*** Material for this task

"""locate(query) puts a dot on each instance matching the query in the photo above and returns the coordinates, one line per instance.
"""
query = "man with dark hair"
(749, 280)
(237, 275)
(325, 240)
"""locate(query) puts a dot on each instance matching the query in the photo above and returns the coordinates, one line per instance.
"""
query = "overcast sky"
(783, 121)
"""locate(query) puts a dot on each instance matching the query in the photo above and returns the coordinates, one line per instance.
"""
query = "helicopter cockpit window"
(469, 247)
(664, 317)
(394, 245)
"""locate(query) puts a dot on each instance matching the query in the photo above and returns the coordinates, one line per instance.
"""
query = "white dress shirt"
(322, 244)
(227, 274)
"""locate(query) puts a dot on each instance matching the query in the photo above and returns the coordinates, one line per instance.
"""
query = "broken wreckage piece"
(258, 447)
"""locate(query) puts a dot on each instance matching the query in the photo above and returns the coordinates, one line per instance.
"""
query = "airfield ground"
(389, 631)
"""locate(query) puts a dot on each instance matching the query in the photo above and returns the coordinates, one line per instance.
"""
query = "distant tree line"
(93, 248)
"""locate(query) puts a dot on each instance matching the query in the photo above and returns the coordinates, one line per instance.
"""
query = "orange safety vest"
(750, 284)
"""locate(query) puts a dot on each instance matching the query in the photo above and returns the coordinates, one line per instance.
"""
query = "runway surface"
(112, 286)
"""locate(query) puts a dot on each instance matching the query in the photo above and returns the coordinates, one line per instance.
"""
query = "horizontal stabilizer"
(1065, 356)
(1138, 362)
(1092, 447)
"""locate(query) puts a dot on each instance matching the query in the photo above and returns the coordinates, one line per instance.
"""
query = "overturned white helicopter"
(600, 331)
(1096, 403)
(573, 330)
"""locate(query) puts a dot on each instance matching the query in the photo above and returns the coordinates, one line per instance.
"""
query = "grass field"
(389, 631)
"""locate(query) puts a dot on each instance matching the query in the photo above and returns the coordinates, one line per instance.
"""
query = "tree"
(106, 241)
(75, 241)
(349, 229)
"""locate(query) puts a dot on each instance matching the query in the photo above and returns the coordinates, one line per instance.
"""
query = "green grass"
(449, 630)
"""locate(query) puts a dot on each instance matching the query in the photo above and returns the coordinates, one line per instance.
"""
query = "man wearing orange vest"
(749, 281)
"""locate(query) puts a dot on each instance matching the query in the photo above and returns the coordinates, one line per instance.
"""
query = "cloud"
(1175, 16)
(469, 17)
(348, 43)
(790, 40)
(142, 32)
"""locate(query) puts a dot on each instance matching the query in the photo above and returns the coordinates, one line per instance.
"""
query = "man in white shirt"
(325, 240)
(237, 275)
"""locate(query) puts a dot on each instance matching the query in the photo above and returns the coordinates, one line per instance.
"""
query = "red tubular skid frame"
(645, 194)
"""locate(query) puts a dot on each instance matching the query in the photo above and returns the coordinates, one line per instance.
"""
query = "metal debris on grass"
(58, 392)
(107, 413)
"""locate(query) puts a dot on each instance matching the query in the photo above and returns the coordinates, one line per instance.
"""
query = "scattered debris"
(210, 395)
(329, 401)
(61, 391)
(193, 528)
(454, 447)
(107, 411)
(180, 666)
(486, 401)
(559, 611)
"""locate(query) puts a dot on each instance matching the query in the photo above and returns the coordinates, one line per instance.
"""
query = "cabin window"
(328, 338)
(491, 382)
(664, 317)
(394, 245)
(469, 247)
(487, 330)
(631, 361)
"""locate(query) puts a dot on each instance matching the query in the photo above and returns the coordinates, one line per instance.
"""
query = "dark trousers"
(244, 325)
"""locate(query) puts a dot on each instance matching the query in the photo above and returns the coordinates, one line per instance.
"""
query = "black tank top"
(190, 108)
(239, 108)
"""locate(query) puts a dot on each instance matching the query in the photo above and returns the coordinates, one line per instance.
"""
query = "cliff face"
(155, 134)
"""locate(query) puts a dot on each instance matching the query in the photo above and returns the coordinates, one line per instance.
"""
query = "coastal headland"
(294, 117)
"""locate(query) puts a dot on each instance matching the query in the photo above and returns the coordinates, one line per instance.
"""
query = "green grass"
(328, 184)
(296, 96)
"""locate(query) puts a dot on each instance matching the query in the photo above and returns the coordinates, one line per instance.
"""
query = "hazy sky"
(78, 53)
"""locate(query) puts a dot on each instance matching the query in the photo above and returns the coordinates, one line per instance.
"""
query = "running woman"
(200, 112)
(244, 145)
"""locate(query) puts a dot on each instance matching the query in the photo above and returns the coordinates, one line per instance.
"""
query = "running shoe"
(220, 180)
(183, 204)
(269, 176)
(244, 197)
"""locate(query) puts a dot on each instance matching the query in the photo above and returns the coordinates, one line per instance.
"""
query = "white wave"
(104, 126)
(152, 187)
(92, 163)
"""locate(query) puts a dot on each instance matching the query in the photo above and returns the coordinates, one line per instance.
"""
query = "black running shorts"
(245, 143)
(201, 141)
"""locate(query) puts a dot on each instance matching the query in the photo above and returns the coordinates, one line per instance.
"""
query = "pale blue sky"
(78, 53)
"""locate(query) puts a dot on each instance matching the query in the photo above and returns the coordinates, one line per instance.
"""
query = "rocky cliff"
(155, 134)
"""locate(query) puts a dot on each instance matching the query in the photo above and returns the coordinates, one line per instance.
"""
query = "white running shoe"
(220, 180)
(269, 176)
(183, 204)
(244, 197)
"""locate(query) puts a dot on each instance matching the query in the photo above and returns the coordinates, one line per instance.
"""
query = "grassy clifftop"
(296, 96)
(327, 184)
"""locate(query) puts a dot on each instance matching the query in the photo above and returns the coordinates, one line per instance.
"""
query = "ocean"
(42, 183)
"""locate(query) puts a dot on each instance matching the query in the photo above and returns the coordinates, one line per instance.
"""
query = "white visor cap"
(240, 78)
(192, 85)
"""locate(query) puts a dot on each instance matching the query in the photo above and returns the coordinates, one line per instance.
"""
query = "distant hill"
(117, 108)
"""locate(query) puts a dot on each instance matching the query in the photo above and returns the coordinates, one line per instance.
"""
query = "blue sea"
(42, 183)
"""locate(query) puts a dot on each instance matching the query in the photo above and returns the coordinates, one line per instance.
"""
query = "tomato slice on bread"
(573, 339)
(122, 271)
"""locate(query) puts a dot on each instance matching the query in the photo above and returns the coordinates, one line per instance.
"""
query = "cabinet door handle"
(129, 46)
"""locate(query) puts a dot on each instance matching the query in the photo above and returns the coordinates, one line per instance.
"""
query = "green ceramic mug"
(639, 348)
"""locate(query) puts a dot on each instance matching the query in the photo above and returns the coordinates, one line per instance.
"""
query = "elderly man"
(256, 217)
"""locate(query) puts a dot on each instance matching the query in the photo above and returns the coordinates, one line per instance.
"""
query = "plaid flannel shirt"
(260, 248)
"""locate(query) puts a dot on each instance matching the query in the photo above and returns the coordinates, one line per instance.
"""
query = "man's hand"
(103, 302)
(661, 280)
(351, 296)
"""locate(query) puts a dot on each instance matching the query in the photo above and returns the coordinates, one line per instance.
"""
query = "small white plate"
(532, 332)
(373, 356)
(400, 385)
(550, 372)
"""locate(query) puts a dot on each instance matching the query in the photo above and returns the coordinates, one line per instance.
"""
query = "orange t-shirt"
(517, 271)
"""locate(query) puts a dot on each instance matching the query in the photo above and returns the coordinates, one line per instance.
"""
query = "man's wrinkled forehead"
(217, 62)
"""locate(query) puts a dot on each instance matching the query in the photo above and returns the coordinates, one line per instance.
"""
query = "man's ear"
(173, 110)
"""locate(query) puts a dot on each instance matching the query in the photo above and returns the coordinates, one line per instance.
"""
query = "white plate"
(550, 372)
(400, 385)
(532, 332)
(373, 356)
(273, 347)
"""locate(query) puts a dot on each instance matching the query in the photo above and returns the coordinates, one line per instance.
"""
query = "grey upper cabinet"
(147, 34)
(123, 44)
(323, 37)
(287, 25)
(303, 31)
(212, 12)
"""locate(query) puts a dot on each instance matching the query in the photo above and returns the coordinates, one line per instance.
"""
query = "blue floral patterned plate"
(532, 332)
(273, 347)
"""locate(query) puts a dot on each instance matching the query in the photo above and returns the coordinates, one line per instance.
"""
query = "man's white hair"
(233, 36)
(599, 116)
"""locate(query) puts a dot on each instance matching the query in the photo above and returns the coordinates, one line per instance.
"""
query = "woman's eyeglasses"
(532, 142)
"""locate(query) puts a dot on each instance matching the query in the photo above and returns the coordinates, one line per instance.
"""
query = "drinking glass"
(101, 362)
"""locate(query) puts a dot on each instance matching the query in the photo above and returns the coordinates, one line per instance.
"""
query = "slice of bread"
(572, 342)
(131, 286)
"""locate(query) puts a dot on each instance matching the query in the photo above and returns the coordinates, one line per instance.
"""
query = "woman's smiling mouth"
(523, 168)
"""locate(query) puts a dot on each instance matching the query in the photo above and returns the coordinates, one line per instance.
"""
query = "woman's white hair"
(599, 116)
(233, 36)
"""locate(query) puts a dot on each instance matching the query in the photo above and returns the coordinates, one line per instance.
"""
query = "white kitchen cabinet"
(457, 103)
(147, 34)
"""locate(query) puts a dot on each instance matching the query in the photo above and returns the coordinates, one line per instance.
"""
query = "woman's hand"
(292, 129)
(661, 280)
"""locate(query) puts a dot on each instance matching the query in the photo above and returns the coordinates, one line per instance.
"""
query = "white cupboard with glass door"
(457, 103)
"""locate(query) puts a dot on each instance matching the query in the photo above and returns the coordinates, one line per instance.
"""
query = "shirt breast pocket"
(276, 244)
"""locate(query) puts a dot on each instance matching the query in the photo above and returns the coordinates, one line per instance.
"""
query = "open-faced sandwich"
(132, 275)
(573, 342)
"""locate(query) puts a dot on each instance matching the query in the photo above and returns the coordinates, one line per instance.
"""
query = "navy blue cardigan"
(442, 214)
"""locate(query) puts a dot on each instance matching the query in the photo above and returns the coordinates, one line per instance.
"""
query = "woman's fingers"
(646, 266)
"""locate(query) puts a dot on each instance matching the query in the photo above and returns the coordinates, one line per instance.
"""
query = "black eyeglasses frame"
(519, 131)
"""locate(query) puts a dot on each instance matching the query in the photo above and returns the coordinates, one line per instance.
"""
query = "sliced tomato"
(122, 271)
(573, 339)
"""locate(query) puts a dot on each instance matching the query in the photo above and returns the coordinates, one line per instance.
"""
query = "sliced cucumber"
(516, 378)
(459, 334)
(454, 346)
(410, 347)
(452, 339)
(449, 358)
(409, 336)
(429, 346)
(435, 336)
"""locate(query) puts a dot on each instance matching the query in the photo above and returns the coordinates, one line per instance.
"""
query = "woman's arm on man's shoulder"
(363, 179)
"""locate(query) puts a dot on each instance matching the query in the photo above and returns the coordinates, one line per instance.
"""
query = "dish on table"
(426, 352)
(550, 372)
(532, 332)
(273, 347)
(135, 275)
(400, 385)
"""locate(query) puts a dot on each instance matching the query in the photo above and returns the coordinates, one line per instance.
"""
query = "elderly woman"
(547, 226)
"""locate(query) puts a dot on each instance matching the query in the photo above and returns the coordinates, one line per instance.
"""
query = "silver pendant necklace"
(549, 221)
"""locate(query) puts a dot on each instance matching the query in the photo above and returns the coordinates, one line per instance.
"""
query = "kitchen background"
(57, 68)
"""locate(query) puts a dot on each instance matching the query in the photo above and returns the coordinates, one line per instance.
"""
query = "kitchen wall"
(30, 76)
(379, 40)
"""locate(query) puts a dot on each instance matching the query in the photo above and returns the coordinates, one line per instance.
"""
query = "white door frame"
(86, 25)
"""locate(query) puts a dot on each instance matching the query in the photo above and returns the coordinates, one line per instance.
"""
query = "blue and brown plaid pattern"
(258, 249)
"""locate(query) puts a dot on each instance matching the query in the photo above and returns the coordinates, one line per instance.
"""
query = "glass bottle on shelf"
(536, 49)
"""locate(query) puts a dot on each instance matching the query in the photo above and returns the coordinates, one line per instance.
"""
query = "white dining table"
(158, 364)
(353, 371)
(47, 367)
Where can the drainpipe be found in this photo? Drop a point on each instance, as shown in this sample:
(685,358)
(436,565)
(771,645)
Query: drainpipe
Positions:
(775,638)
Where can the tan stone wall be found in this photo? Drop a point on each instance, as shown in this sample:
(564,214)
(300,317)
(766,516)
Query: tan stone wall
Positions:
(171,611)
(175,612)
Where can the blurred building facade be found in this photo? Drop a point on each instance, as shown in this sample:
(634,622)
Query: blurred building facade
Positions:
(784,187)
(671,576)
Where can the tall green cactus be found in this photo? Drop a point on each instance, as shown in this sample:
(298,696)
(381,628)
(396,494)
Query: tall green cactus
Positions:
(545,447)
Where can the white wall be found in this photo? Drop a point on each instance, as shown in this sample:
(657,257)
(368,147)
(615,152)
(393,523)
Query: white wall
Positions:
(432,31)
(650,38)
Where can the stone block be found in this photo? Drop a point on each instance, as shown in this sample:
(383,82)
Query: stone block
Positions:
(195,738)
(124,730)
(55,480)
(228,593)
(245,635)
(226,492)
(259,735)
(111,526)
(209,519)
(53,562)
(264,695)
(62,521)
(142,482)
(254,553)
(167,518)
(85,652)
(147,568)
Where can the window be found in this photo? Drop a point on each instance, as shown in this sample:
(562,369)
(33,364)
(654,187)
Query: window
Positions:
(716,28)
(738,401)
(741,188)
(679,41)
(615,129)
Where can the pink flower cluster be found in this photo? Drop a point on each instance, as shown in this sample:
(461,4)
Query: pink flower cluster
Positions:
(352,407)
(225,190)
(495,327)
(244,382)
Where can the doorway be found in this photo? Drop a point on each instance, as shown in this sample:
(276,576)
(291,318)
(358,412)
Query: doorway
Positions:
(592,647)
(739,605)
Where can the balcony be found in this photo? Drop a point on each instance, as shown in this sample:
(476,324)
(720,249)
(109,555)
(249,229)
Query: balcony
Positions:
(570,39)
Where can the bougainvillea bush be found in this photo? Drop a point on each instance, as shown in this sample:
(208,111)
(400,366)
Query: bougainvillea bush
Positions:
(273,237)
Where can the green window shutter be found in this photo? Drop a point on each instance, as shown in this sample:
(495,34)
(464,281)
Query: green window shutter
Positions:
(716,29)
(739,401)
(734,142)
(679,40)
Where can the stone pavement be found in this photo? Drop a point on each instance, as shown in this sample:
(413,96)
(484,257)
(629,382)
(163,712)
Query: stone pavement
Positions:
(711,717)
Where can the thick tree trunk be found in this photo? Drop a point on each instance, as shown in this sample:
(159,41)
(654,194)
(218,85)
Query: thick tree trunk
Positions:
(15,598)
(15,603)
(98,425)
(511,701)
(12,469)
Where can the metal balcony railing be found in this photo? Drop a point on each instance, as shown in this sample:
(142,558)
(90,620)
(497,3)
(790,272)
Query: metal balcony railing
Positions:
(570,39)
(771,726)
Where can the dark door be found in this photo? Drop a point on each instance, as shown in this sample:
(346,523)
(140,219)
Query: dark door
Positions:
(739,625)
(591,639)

******

_Requirement_
Extract from the records above the lines from the one containing "Query: bougainvillea bush" to the one containing "Where can the stone pavement", both lines included, exactly as they appear and with nothing else.

_Result for this task_
Query: bougainvillea bush
Positions:
(273,237)
Where can the green window shutter be found in this photo? Drop a point on each instance, as shown in this sample:
(495,34)
(464,281)
Query: green window shutter
Positions:
(716,29)
(739,401)
(734,142)
(679,40)
Where can the stone pavement be found in this photo? Drop a point on each instance, as shown in this sample:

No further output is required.